## Excerpt
>>>
With that all being said, I believe the existence of Israel and the presence of the Jews there is a fait accompli: the hope that Israel will one day cease to exist seems to me naïve at best and implicitly genocidal at worst. And while I agree with the principle of national self-determination for the Palestinian people, both the ideology and tactics of the groups that currently embody that aspiration are disturbing and unacceptable to me. What would the collapse of an Israeli state and a Hamas victory look like, anyway? Well, to Israelis the evidence now appears clear: it would likely involve gunmen in the streets of Israeli cities, hunting Israeli citizens. Whatever the moral calculus one might employ to justify this—the long-suffering of the Palestinian people and their routine killings at the hands of occupation forces, their lack of other available political and military techniques, and their frustration and despair with their current international isolation—none of that will matter to the Israeli public: they will call for an even more brutal security regime. Besides scuttling Israel’s opening of relations with the Arab world, that is perhaps one of Hamas’s goal here: to provoke Israel to such a terrible response that they will horrify world opinion and thereby isolate themselves.
<<<
(Position annotation rows)
>>>
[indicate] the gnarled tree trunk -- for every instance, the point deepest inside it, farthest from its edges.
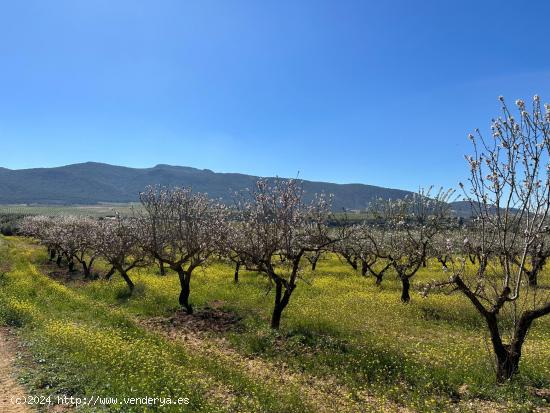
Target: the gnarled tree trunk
(405, 287)
(185, 280)
(236, 275)
(281, 301)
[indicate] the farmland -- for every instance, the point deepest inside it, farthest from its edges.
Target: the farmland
(351, 347)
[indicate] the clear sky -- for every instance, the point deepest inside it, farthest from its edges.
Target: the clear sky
(378, 92)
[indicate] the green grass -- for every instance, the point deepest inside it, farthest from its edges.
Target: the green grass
(340, 329)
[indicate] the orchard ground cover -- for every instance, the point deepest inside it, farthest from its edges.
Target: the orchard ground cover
(345, 343)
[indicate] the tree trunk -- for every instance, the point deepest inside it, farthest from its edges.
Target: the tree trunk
(87, 268)
(281, 301)
(351, 262)
(185, 279)
(110, 273)
(314, 263)
(129, 282)
(236, 275)
(532, 278)
(406, 285)
(364, 268)
(507, 356)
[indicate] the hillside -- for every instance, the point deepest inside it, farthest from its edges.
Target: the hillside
(90, 183)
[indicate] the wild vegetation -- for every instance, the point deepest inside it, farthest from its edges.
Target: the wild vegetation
(352, 330)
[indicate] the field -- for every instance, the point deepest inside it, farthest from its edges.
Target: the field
(345, 344)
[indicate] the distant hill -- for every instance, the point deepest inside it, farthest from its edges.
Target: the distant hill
(91, 183)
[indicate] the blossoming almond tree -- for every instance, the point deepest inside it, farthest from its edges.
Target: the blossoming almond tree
(406, 228)
(118, 243)
(509, 192)
(275, 230)
(181, 229)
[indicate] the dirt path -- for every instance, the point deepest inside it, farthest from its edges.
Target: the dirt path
(325, 395)
(8, 386)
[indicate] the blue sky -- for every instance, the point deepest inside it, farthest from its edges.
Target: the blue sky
(379, 92)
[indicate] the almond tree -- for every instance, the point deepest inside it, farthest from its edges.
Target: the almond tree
(275, 230)
(118, 243)
(509, 192)
(182, 230)
(81, 233)
(406, 229)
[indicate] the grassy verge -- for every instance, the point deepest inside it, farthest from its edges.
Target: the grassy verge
(341, 329)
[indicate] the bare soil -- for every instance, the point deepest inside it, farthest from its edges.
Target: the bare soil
(9, 388)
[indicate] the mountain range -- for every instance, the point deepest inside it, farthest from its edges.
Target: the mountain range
(92, 183)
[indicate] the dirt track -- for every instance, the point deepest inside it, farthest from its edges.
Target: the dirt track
(8, 386)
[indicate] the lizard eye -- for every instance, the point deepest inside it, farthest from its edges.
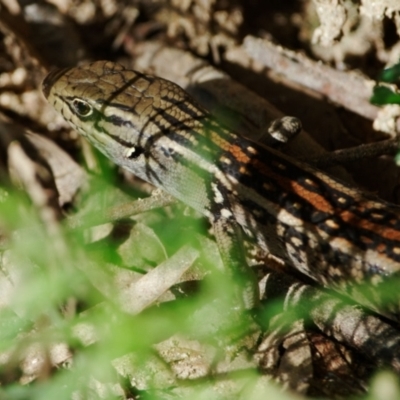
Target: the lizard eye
(82, 108)
(133, 152)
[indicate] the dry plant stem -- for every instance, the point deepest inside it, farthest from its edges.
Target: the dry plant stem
(348, 324)
(385, 147)
(158, 199)
(347, 89)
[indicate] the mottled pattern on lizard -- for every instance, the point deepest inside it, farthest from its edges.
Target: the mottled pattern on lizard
(328, 230)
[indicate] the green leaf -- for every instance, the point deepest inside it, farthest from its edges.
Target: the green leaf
(383, 95)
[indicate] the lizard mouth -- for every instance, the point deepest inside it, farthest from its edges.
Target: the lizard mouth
(52, 78)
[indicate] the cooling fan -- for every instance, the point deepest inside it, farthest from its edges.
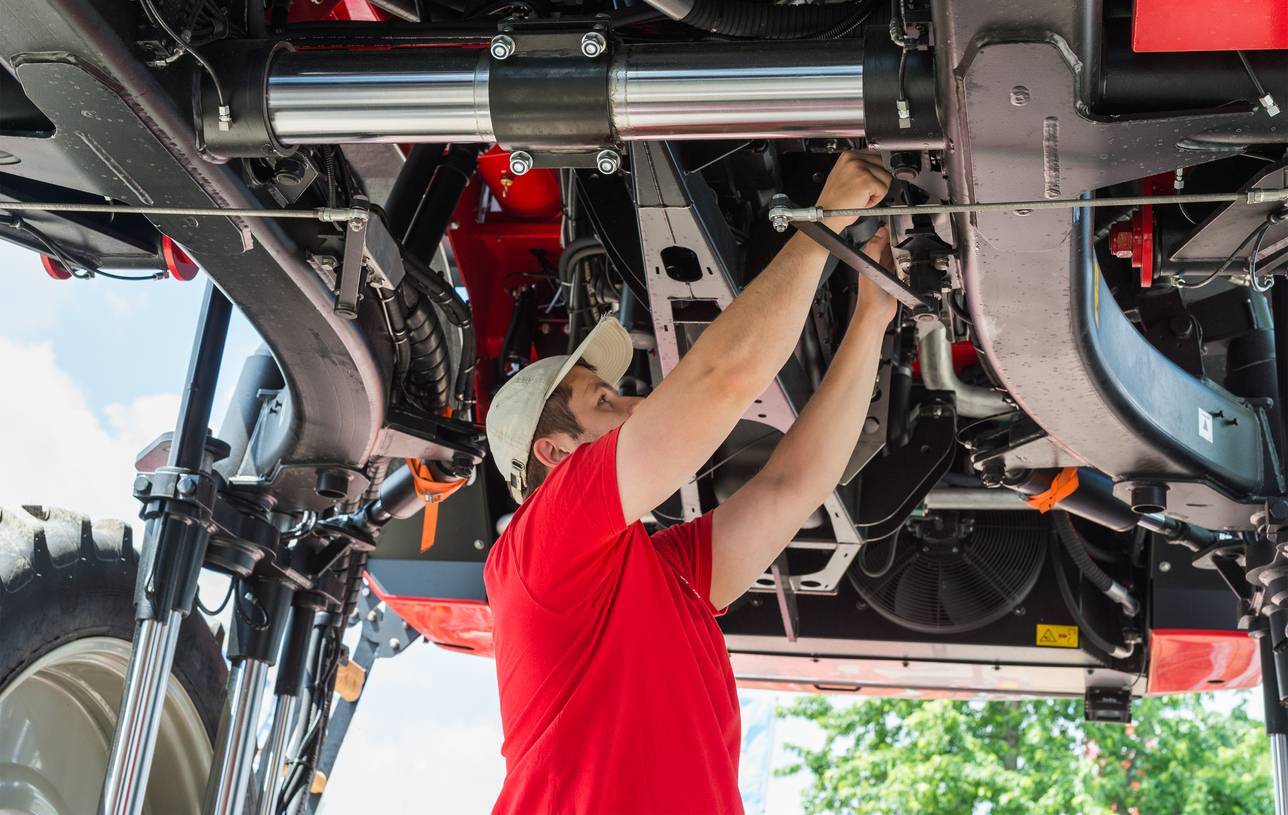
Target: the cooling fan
(952, 573)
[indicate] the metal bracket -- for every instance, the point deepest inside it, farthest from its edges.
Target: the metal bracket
(353, 269)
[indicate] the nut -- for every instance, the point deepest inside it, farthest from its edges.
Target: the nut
(501, 46)
(520, 161)
(608, 161)
(593, 44)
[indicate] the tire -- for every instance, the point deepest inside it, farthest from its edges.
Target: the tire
(66, 623)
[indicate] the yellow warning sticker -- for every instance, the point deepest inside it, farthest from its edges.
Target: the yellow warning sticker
(1058, 636)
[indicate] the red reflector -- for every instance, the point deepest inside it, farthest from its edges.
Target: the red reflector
(456, 625)
(1210, 25)
(177, 262)
(54, 268)
(1189, 661)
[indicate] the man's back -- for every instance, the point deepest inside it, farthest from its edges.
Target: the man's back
(616, 690)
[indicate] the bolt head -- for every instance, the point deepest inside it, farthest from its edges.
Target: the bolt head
(501, 46)
(608, 161)
(520, 161)
(593, 44)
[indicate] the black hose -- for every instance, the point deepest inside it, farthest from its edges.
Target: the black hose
(1070, 603)
(428, 368)
(445, 295)
(410, 187)
(1077, 547)
(737, 18)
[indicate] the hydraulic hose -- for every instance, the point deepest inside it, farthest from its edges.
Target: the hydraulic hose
(1118, 652)
(445, 295)
(1077, 549)
(429, 368)
(738, 18)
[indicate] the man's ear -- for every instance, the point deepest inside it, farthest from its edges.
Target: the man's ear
(551, 449)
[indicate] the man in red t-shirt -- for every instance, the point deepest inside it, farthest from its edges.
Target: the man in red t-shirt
(616, 688)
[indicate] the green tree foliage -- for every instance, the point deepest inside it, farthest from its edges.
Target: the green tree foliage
(1036, 757)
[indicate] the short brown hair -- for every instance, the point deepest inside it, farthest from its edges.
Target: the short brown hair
(557, 416)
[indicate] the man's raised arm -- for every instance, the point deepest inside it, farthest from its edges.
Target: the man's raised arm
(681, 422)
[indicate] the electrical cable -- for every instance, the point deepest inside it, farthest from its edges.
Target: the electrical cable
(224, 111)
(889, 562)
(1225, 264)
(215, 612)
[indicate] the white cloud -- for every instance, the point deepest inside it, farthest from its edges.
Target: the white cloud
(56, 449)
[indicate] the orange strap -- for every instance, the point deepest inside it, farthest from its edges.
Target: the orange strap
(1061, 487)
(432, 492)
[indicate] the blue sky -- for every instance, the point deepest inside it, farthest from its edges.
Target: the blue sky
(92, 372)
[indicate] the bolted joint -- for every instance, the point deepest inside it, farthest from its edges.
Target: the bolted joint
(607, 161)
(593, 44)
(501, 46)
(520, 161)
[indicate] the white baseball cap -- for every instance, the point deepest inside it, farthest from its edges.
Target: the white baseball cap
(511, 419)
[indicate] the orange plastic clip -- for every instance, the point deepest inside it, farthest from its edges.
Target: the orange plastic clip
(432, 492)
(1061, 487)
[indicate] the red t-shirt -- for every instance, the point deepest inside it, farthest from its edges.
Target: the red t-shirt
(616, 689)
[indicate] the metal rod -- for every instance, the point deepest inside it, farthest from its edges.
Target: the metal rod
(235, 748)
(783, 215)
(323, 214)
(271, 760)
(142, 703)
(1279, 770)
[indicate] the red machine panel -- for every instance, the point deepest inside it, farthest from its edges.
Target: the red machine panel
(1210, 25)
<<<
## What to produce
The excerpt on Israel and Hamas names, between its dashes, the considerations of a "moral calculus" that might justify the violence. List all of them.

## Solution to the exercise
- The long-suffering of the Palestinian people and their routine killings at the hands of occupation forces
- Their lack of other available political and military techniques
- Their frustration and despair with their current international isolation